▸ **Problems and tasks**
1: Name every user who posts in the forum thread about EDTA, giving each name once.
2: Carry on the forum thread about EDTA from the point where it stops.
╭─ Text section
# EDTA



## Davarm (Oct 22, 2011)

I was reading some of the threads and have noticed that alot of you have medical issues also. I was diagnosed with type II diabetes about 10 years ago and was devestated, could not get my blood sugar under control and about 7 years ago had a hefty heart attack. I was just about to set back and let it all happen when I read about EDTA, "The Bypass in a Bottle". 

I was not impressed and my doctor laughed when I asked him about it but decieded to give it a try as my oldest daughter works at a health food store and where they carried it(100 capsules for $16.00) thought I could go wrong for that price.

I started taking it, after about 1 month, my angina almost completely went away, blood pressure became managable using only plants that grow on my property(have become a a believer in native medicinal plants), and was able to get my blood sugar under control. My kidney function also returned to normal, my doctor didn't laugh at that.

The results could have been the "placebo effect" but what ever it was, my health improved and my A1C went from 13.9 to 6.1. I still use insulin but only a small fracion of what I used to use.

If anyone is interested in EDTA, do a search on it, get the specifics and deciede for yourself if it may help you. If you do start taking be sure to let your doctor know.

NOTE: Up until the late 50's to early 60's it was used as a treatment for mercury and radiation poisoning. It binds to heavy metals and moves them out of your system and for that reason I have included it in my medical bag.


----------



## JustCliff (May 21, 2011)

I was wondering about it. I was reading up on IV hydrogen peroxide and EDTA was mentioned.


----------



## Davarm (Oct 22, 2011)

What's the story on IV hydrogen peroxide?


----------



## JustCliff (May 21, 2011)

Here is a link to an interesting read on H2O2.

The Many Benefits of Hydrogen Peroxide By Dr. David G. Williams


----------



## Davarm (Oct 22, 2011)

That was a good read, will definitely follow up on that one.

Thanks much


----------



## *Andi (Nov 8, 2009)

Interesting ...

Thanks for sharing. :2thumb:


----------



## Davarm (Oct 22, 2011)

JustCliff said:


> I was wondering about it. I was reading up on IV hydrogen peroxide and EDTA was mentioned.
╰─
╭─ Data block
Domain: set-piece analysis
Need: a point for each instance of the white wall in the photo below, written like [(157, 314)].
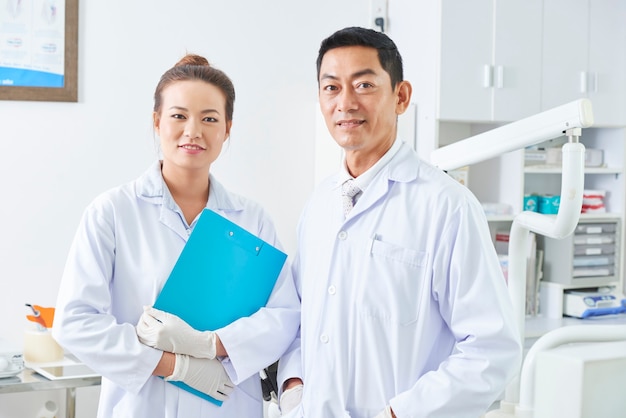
╰─
▸ **Answers**
1: Davarm, JustCliff, *Andi

2:
I found that page on peroxide pretty interesting so I had my daughter pick up a bottle of the food grade 30% at the health food store she works at, kinda pricey, $20.00 for a pint bottle. Am going to do some more study on its use, thats the kind of stuff you dont want to make a mistake with.

I am very surprised that it is available at that concentration, especially without any kind of red tape tied to its purchase. As I understand it, from a program I saw on the Discovery or Science Channel, it was the %6 stuff the muslim terrorist tried to use on the London to New York flights which sparked all the TSA crap at the Airports.

Will let you know(if I survive) how it works out when I get up the nerve to try it.


----------



## Davarm (Oct 22, 2011)

JustCliff said:


> Here is a link to an interesting read on H2O2.
> 
> The Many Benefits of Hydrogen Peroxide By Dr. David G. Williams


Well, I tried the H2O2 and I am still alive. Cant say that I noticed anything after 2 days of dosing but if I understand it right, it is a long term program.

My daughter says that people swear by it so guess I will keep it up for a month or so.


----------



## boomer (Jul 13, 2011)

Have used both and both have their place.

Cilantro can be used as an oral chelator, at least according to the literature.


----------



## Davarm (Oct 22, 2011)

Will have my daughter check it out at the health food store, love Cilantro


----------



## JustCliff (May 21, 2011)

Keep us posted. I use the H2O2 extenally on my arms. Lots of damage from the sun and welding. They are looking better.


----------



## JustCliff (May 21, 2011)

Bump

Davarm:
How is it going? Are you still using the Hydrogen peroxide?


----------



## Davarm (Oct 22, 2011)

Well, Im still at it, 8 drops in a glass of distilled water each morning. The bottle was kind of expensive but for as long as it lasts it winds up being a fairly cheap program.

I haven't experienced any miracles or anything but have not had any adverse health concerns and I'm not dead. I am not taking anything for BP anymore, not even from my garden, it has been on the high side of normal, but normal all the same. No angina, the EDTA, I think, takes care of most of that and I think that the H2O2 gets the rest. Haven't hit the nitro in a loooong time.

So, does it work, cant say for sure. Has my health improved since I started using it, yea it has. Am I going to stop using it, nope.

I didn't do any remotely scientific study but on the other hand, I dont really much believe in coincidence either.


----------



## JustCliff (May 21, 2011)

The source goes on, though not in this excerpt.